§ **Text block**:
# # # # #

SkyZone photo from Kevin Ryan O’Connor

By Carolann Ryan

As the temperatures drop and days shorten, many of us find ourselves stuck inside at home, glued to our couches and televisions, during the long, cold winter months.  This year, tell yourself it’s time for a change of pace. Long Island offers a wide array of fun children and family-friendly programs, events and activities all winter long. Whether your little ones enjoy sports, arts and crafts, reading or just playing with others, there is a place for it. This list of Long Island winter activities will get you and your kids out of the house exploring in no time.

Long Island Aquarium, Riverhead
If you and your children are animal lovers, check out the Long Island Aquarium in Riverhead. Daily events such as shows and “talk and feeds” with various animals like piranhas, sea lions, stingrays, African penguins and sharks provide educational and interactive fun. On holidays and weekends, you can even take a “selfie” with one of the lovable sea lions or be a shark keeper for the day. There are also various indoor exhibits, a touch tank, an exciting shark dive and a submarine simulator. The aquarium will also be holding a special Santa brunch on Sunday, Dec. 13, where you can explore the aquarium for the day and meet Santa. For more information on the Long Island Aquarium and its events, you can call 631-208-9200, or visit www.longislandaquarium.com

The Rinx — Skating on the Harbor, Port Jefferson
Visit the Port Jefferson Village Center for the ultimate winter activity — ice skating!  The Rinx has an ice skating school that offers programs for children as young as 3½ years.  Classes are offered in two series, each of which is six weeks long for $125.  Each of the series includes one 30-minute lesson per week on your preferred day and time, admission weekly to a public skating session and a membership in USFS Basic Skills Program, as well as a USFS Basic Skills record book and stickers and USFS badges upon mastering of each level.  With an experienced and qualified staff of professionals, your kids will learn the fundamentals of ice skating with a major emphasis on fun.  Series 1 will begin on Nov. 29 and registration is open now!  For more information on The Rinx and its ice skating school, call 631-403-4357 or visit www.therinx.com/pjrinx.

Sky Zone Trampoline Park, Mount Sinai
When your kids are stuck inside during the cold winter months, they need a way to get out that pent up energy, and Sky Zone Trampoline Park is the perfect place to jump it out. The park has numerous activities inside to choose from, including free jump sessions, a foam pit for freestyle jumping, ultimate dodge ball, basketball hoops and more. All ages are welcome, and with jump times starting every 15 to 30 minutes, there is no shortage of fun, so jump in. For reservations, pricing and information call 631-938-1420 or visit www.skyzone.com/mountsinai.

# # # # #

§ **Records provided**:

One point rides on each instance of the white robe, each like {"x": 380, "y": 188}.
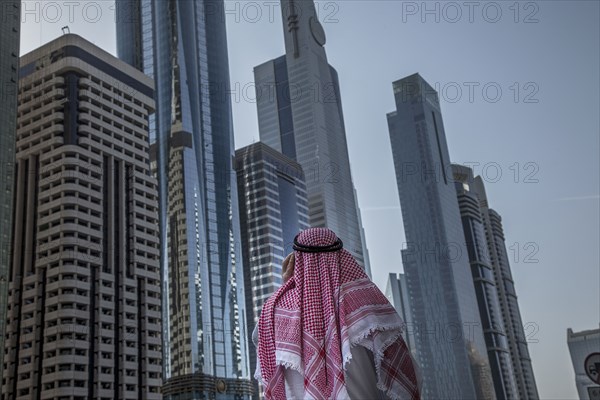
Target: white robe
{"x": 360, "y": 377}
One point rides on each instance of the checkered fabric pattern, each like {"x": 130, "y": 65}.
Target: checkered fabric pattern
{"x": 311, "y": 322}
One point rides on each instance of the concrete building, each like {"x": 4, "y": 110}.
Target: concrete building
{"x": 585, "y": 346}
{"x": 84, "y": 317}
{"x": 183, "y": 46}
{"x": 10, "y": 30}
{"x": 300, "y": 115}
{"x": 397, "y": 293}
{"x": 507, "y": 295}
{"x": 273, "y": 209}
{"x": 449, "y": 339}
{"x": 486, "y": 280}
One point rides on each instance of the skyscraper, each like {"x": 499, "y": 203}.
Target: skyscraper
{"x": 507, "y": 295}
{"x": 300, "y": 115}
{"x": 273, "y": 209}
{"x": 10, "y": 28}
{"x": 84, "y": 317}
{"x": 182, "y": 45}
{"x": 449, "y": 340}
{"x": 585, "y": 346}
{"x": 486, "y": 282}
{"x": 397, "y": 293}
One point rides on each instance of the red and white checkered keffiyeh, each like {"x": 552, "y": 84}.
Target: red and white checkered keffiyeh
{"x": 311, "y": 322}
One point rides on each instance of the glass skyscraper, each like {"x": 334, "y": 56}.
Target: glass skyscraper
{"x": 182, "y": 45}
{"x": 300, "y": 115}
{"x": 449, "y": 340}
{"x": 584, "y": 348}
{"x": 273, "y": 210}
{"x": 10, "y": 28}
{"x": 471, "y": 192}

# # # # #

§ **Your tasks**:
1: Reproduce the Long Island winter activities article word for word, from "As the temperatures" to "in no time.".
2: In the Long Island winter activities article, how much does each six-week series of ice skating classes at The Rinx cost?
3: Carry on writing the Long Island winter activities article, picking up after its last sentence.

§ **Exercise responses**:
1:
As the temperatures drop and days shorten, many of us find ourselves stuck inside at home, glued to our couches and televisions, during the long, cold winter months.  This year, tell yourself it’s time for a change of pace. Long Island offers a wide array of fun children and family-friendly programs, events and activities all winter long. Whether your little ones enjoy sports, arts and crafts, reading or just playing with others, there is a place for it. This list of Long Island winter activities will get you and your kids out of the house exploring in no time.

2: $125.

3:
YMCA Huntington
For everyday activities that promote healthy, fun lifestyles, spend your winter at the YMCA in Huntington. With exclusive winter memberships available, the Y features two heated indoor pools for recreational swimming as well as lessons and a separate building complete with gymnasium and studio classes. The Huntington YMCA also includes a new children’s center that features 13 modern classrooms for early childhood programs and before and after school care.  To get more information and membership pricing on the YMCA of Huntington, visit www.ymcali.org/huntington or call 631-421-4242.

Port Jefferson Free Library
The Port Jefferson Free Library offers many free programs for children all winter long. Activities offered include toddler and preschool story times and playtimes, robotics camp, a Mad Hatter Tea Party, movie screenings, game nights, Habitat for Humanity programs and classes for activities such as dance, chess, science and winter-themed arts and crafts. The library will also be hosting a family holiday bus trip to New York City on Saturday, Dec. 12.  You must be a Port Jefferson Free Library cardholder to register for programs. For more on this event and other programs, please call the Port Jefferson Free Library at 631-473-0022, or visit www.portjefflibrary.org.

Take the kids out to play this winter at various spots across Long Island. Above left, scenes of fun at the Port Jefferson Free Library. Center and right, kids have a blast at a Sky Zone Trampoline Park.